PROMPT -
Give back exactly the lines of the data below, starting with the line that has "positive clicks: (639, 642) (780, 1331)" and going on through the line that has "negative clicks: (1137, 1439) (968, 1583)".

(Data extracted from a collection)
[Start of Attachment]
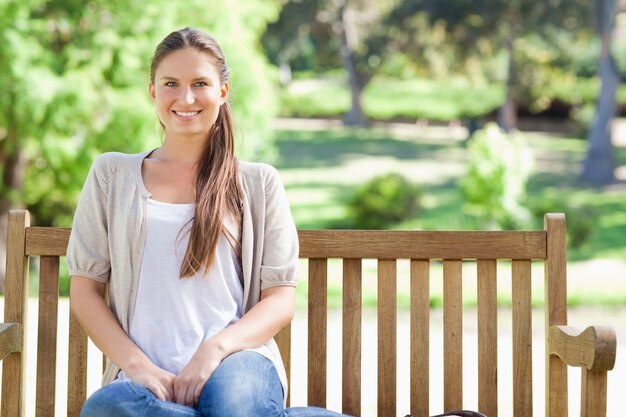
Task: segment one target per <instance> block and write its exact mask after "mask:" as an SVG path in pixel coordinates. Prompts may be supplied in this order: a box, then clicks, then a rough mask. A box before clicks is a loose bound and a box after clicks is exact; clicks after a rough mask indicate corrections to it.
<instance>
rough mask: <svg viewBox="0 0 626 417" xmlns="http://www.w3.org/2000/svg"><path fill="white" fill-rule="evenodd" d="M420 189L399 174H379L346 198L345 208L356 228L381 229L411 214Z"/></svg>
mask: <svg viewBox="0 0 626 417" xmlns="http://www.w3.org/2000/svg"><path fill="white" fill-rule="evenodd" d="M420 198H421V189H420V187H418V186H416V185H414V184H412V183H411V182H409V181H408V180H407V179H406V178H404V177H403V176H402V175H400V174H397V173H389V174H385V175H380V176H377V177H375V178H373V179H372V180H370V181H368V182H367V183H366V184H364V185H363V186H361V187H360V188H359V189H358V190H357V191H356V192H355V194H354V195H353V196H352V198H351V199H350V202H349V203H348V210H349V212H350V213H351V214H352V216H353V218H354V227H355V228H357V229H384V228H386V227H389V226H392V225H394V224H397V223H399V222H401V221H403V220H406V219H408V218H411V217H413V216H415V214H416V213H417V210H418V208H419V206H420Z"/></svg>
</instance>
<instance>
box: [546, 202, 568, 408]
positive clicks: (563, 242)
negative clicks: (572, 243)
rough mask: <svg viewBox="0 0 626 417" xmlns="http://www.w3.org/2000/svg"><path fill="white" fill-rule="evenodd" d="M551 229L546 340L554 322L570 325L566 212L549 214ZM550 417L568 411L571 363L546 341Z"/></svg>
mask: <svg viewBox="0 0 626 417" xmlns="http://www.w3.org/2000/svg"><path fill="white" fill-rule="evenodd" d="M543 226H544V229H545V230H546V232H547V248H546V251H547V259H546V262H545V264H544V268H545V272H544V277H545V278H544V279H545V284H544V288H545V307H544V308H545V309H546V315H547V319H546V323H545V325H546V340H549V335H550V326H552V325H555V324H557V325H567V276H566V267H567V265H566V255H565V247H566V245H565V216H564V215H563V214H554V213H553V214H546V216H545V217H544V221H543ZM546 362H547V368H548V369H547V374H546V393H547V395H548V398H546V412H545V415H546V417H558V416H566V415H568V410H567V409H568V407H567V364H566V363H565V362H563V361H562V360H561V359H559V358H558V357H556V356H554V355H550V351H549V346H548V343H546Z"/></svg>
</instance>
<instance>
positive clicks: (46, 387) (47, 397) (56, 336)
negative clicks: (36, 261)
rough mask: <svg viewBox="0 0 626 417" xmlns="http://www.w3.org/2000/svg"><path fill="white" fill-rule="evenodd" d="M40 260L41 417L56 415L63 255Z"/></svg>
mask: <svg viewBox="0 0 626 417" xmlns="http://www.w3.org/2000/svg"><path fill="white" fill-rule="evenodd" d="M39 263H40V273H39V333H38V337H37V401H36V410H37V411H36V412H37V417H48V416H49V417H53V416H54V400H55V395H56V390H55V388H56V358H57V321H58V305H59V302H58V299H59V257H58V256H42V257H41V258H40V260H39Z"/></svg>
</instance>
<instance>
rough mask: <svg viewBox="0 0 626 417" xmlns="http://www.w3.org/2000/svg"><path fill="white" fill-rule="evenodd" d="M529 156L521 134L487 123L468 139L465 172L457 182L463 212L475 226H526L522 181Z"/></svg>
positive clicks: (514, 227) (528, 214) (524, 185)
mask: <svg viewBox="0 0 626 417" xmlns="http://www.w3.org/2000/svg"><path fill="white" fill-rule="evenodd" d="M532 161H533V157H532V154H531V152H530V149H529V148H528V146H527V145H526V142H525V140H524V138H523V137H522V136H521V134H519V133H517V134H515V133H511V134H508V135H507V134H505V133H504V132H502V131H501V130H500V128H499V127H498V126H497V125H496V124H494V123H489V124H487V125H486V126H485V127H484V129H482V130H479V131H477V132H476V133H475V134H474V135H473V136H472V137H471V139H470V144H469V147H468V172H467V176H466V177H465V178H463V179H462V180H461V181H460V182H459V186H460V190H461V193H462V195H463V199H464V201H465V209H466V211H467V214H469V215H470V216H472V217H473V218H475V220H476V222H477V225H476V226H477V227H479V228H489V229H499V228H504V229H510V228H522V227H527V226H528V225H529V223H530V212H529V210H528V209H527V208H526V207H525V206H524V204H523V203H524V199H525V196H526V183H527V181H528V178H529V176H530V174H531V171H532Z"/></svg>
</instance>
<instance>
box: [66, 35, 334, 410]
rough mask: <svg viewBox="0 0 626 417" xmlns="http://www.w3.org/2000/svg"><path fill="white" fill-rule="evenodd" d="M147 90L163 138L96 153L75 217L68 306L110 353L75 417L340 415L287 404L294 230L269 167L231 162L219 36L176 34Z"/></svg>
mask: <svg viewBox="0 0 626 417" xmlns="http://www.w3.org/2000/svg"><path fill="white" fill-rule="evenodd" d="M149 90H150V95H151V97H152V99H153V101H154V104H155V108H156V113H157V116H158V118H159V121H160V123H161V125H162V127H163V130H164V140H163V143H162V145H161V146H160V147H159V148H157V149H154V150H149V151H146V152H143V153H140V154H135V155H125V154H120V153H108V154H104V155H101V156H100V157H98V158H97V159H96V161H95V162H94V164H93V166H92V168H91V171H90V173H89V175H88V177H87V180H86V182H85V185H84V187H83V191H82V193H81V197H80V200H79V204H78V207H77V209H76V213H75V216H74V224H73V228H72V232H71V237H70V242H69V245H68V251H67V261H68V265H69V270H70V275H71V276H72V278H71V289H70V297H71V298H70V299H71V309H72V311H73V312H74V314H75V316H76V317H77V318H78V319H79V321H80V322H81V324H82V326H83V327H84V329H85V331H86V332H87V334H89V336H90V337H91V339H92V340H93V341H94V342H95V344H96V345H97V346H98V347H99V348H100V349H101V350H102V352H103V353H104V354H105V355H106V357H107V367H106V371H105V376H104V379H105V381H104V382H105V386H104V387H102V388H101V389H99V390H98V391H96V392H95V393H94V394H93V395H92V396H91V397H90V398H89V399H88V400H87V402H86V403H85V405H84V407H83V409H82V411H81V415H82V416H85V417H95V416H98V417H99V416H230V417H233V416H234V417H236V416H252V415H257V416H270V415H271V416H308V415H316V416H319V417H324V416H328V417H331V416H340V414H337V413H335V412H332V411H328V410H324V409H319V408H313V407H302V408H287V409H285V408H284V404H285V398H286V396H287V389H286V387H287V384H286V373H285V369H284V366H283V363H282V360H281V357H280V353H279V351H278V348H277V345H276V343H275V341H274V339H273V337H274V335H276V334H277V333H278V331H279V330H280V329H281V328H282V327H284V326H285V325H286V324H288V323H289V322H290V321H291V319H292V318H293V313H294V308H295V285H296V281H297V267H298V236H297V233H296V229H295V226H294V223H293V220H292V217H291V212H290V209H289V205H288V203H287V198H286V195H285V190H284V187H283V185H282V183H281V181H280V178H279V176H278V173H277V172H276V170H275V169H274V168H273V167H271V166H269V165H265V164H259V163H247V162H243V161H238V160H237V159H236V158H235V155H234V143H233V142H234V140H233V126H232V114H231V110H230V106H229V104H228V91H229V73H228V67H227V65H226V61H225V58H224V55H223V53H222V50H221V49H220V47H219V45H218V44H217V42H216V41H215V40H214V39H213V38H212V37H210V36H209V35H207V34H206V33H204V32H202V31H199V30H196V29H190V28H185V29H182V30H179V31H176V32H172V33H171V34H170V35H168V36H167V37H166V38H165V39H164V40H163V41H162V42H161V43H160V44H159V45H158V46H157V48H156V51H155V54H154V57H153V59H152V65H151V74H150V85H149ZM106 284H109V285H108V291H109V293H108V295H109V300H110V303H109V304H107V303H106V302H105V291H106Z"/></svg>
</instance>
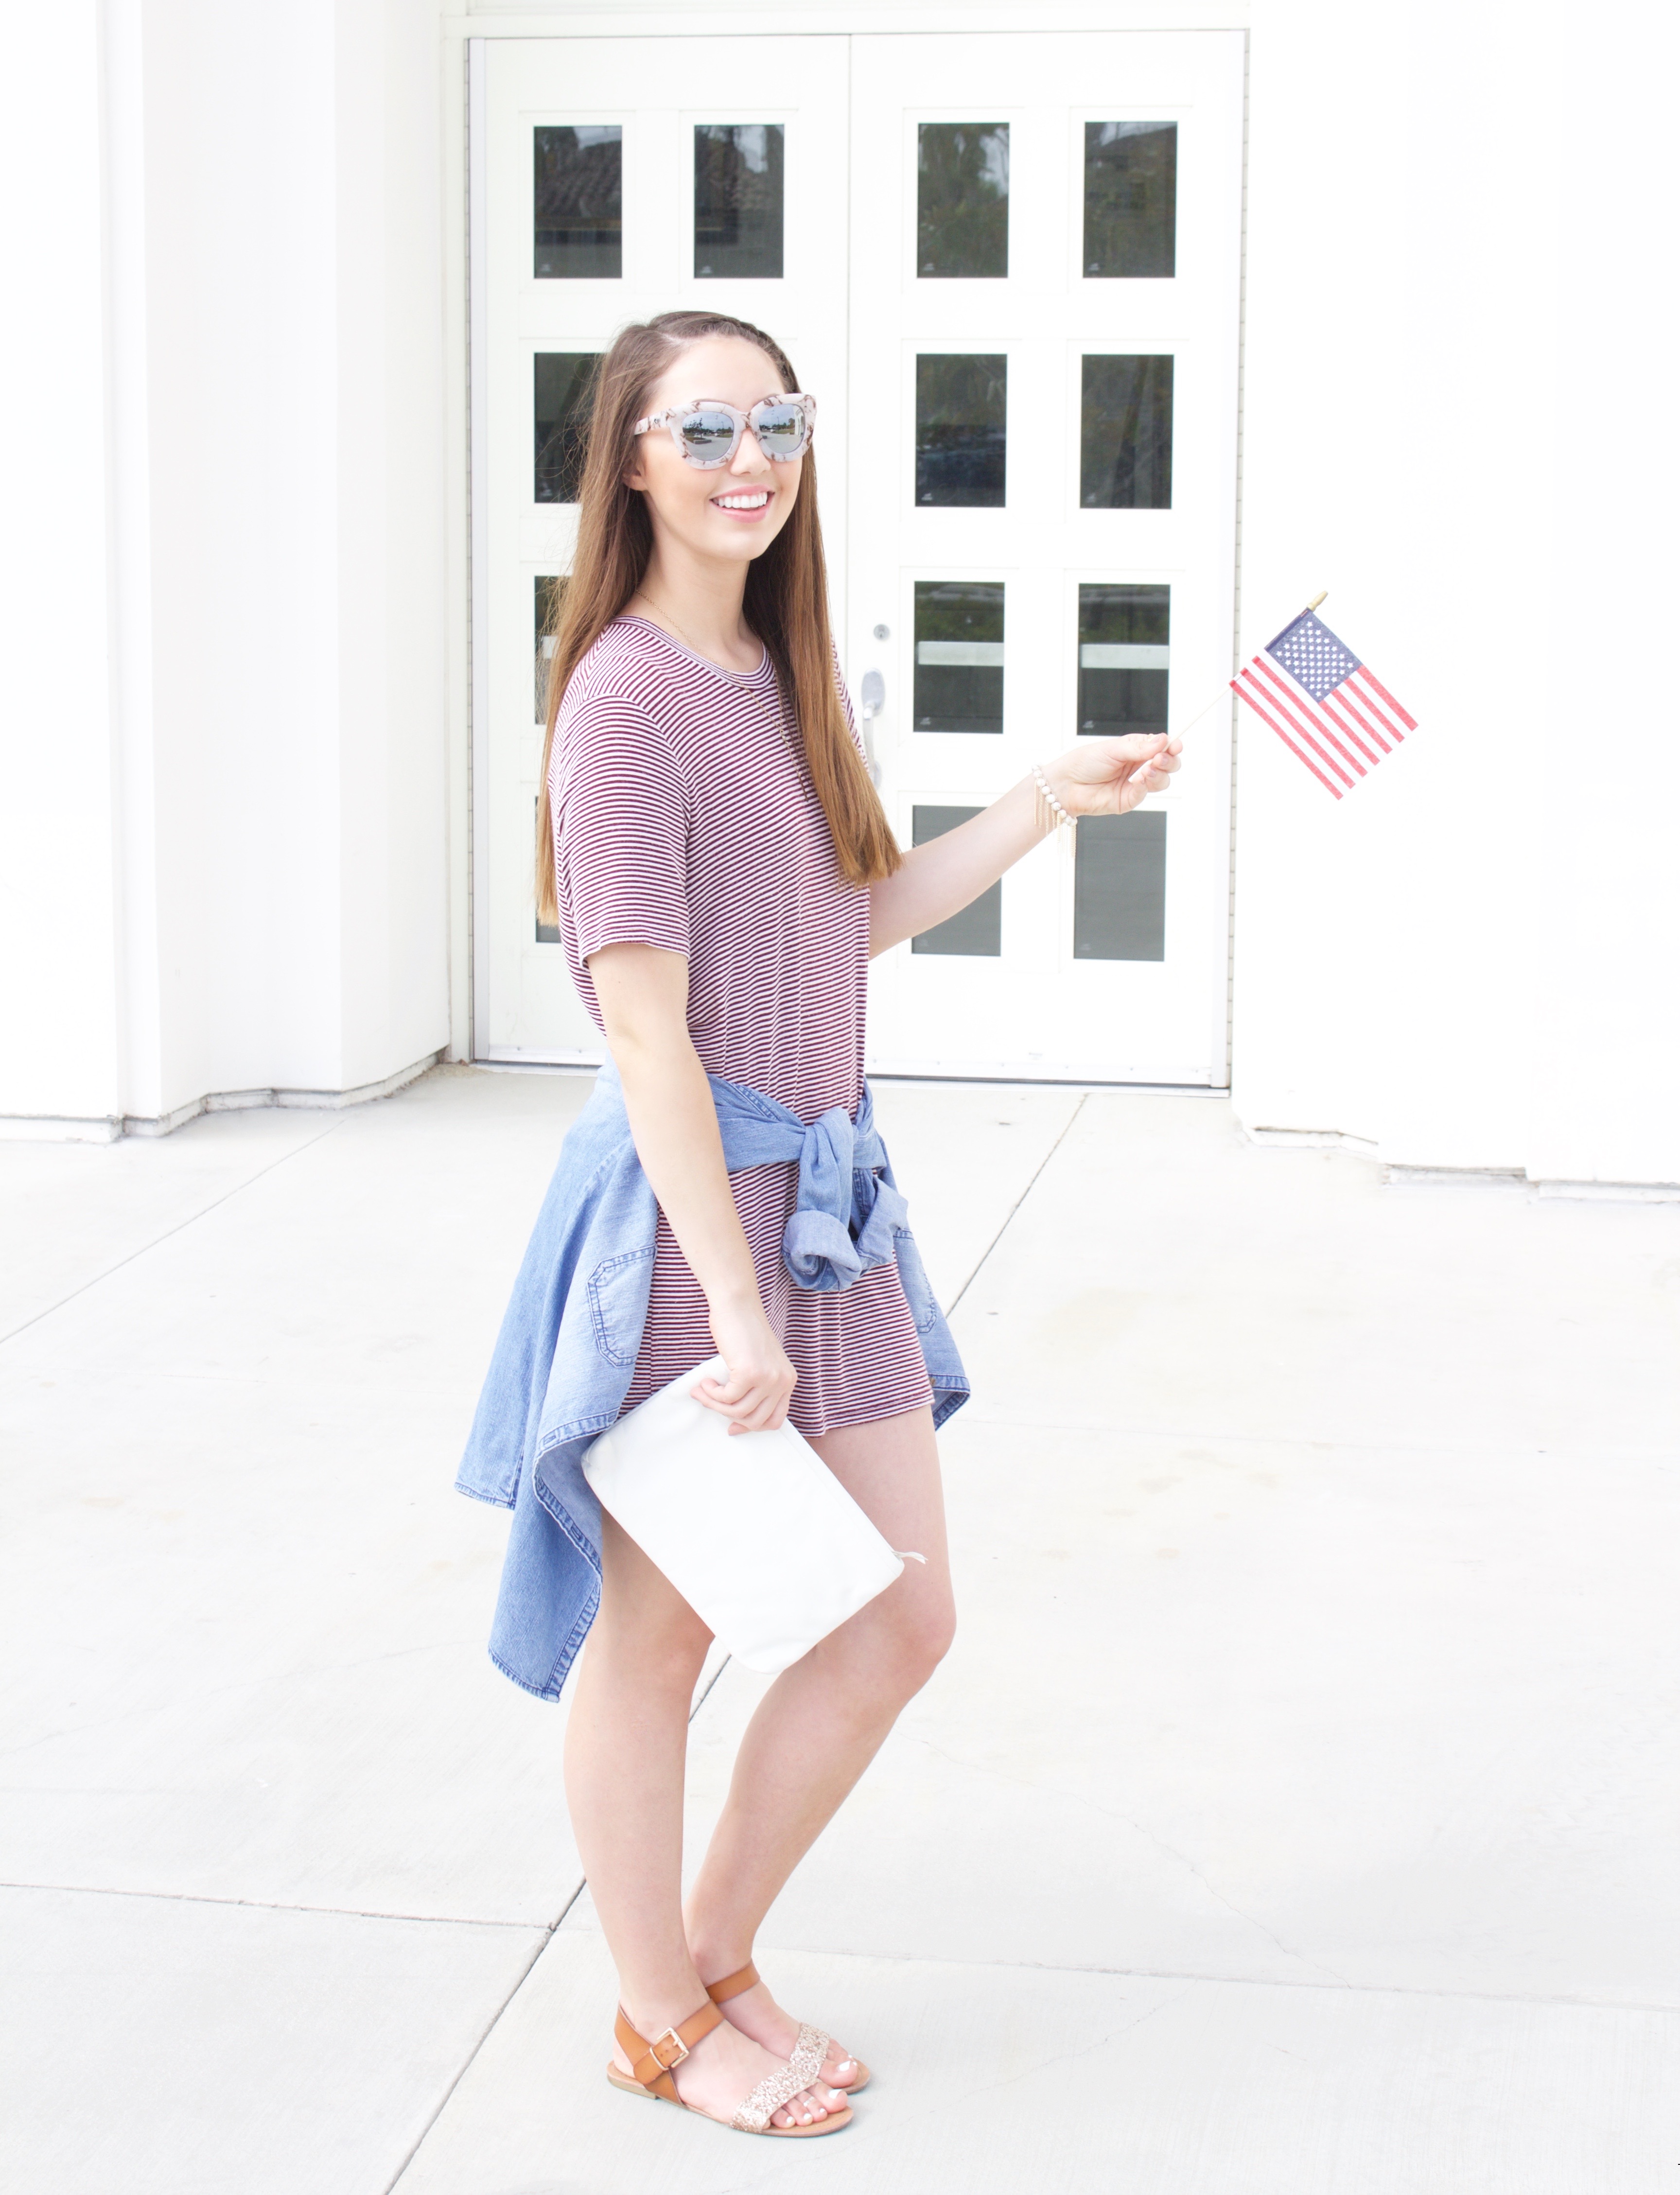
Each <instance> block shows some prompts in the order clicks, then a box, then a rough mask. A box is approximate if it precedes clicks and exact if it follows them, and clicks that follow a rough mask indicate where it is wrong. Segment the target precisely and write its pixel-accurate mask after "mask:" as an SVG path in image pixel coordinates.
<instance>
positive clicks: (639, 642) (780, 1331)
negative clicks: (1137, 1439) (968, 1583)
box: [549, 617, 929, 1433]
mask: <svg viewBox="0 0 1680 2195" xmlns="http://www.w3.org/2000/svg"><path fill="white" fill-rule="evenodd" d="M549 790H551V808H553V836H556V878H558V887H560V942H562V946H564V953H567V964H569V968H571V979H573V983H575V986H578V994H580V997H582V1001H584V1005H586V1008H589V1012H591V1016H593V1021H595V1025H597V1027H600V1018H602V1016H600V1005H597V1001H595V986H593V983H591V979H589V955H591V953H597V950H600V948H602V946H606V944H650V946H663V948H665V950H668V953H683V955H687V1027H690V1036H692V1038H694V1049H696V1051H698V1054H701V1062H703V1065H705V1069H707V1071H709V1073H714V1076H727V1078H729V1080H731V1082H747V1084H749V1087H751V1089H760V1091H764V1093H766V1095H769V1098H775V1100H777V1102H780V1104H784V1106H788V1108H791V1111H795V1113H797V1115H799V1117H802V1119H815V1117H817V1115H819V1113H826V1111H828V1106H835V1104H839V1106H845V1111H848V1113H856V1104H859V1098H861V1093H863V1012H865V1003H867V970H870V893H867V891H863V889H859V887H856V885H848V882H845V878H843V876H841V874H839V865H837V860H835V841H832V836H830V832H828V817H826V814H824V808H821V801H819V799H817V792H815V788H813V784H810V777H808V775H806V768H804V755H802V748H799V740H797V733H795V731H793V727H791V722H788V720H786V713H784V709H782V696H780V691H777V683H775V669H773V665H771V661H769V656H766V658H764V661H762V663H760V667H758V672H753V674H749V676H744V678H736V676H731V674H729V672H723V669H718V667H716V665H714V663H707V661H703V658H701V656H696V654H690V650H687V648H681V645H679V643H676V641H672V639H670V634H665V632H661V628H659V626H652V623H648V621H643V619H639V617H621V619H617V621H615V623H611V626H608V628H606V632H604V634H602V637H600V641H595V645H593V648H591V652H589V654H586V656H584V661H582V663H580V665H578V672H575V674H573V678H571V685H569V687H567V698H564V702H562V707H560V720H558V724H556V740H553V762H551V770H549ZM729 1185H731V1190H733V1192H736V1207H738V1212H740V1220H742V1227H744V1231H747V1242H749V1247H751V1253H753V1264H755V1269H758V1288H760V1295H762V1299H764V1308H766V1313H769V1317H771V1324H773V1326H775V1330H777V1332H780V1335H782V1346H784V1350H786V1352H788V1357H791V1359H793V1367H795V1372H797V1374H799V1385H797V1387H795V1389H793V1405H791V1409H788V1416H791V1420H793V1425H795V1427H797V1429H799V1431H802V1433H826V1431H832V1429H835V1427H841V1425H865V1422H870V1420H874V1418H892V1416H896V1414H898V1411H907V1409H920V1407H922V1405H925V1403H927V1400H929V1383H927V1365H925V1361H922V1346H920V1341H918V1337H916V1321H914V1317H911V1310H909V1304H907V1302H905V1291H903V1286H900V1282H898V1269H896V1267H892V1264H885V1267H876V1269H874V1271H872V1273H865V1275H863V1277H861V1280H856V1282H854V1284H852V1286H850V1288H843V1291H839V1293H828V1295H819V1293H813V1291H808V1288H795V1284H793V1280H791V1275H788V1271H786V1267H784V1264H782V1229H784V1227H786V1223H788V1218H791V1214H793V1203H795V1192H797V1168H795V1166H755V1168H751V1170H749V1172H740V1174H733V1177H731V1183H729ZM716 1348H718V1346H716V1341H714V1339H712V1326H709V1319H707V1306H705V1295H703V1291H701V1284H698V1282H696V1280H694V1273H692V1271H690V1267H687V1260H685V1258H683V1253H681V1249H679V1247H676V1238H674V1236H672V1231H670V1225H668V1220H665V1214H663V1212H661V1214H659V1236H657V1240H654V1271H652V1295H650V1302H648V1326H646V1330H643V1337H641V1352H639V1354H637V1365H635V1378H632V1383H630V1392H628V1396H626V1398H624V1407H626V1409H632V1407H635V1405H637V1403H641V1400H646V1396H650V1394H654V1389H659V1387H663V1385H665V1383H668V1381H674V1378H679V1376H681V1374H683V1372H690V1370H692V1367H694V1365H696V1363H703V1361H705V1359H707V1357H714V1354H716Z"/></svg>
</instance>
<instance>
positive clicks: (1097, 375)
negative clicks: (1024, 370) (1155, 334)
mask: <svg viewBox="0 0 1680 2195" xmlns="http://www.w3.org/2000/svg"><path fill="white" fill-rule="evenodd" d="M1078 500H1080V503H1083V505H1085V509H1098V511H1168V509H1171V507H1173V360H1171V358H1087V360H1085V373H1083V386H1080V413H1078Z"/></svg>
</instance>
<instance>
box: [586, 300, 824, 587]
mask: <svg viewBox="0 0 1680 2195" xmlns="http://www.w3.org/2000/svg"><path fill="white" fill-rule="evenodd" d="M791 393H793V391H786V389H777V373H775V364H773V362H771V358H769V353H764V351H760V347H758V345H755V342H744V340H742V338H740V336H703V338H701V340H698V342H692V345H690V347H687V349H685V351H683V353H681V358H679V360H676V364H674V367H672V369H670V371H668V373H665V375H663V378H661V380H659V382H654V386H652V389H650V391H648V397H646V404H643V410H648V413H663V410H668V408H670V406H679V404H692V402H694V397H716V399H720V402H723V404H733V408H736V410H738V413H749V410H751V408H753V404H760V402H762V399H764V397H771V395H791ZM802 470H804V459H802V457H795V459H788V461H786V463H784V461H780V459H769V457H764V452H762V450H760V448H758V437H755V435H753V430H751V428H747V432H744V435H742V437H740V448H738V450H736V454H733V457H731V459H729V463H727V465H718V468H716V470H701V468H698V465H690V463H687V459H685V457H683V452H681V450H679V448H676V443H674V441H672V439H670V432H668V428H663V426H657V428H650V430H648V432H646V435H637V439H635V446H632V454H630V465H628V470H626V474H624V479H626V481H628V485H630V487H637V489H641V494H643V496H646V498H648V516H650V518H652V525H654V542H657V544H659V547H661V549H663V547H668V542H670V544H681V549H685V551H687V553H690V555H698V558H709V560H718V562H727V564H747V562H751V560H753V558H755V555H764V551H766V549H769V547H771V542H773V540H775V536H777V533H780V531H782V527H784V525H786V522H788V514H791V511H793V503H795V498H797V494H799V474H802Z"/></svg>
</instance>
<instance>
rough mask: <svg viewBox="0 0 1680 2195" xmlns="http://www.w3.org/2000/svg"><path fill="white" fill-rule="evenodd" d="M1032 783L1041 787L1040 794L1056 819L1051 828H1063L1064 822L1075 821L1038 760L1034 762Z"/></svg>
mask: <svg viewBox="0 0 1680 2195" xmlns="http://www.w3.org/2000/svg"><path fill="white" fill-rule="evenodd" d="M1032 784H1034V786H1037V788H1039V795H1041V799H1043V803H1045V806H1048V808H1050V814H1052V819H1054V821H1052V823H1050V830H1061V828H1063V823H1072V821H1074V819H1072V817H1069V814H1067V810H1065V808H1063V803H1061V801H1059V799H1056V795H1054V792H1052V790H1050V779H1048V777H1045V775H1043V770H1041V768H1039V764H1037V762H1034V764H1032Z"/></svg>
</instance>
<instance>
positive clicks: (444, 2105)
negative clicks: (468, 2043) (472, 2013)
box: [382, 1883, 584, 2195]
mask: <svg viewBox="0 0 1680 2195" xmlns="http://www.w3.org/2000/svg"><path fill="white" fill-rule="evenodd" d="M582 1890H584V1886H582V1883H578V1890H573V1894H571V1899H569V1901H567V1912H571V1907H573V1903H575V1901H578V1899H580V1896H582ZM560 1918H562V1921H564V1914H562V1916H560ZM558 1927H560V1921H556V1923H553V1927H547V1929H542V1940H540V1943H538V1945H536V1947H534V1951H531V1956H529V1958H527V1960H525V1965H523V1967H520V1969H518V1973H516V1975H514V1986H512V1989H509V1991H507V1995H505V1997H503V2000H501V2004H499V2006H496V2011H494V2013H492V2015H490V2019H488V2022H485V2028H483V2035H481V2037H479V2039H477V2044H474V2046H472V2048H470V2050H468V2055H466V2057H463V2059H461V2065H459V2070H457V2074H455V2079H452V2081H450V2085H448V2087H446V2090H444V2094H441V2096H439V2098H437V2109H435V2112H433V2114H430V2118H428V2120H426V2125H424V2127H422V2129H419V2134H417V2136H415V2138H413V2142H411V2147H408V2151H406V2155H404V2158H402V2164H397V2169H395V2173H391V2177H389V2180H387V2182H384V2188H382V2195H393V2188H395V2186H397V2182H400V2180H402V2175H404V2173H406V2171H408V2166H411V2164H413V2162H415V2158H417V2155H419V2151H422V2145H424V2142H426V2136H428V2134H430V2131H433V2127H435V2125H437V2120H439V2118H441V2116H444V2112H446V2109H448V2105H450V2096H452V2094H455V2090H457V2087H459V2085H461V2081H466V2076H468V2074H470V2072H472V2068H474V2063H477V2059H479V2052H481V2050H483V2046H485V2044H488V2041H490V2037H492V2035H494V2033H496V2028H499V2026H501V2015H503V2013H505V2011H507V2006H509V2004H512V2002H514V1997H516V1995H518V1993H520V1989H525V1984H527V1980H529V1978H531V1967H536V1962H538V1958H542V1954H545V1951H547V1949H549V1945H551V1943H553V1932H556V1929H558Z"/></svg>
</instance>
[End of Attachment]
TASK SOLUTION -
positive clicks: (639, 642) (780, 1331)
negative clicks: (1137, 1439) (968, 1583)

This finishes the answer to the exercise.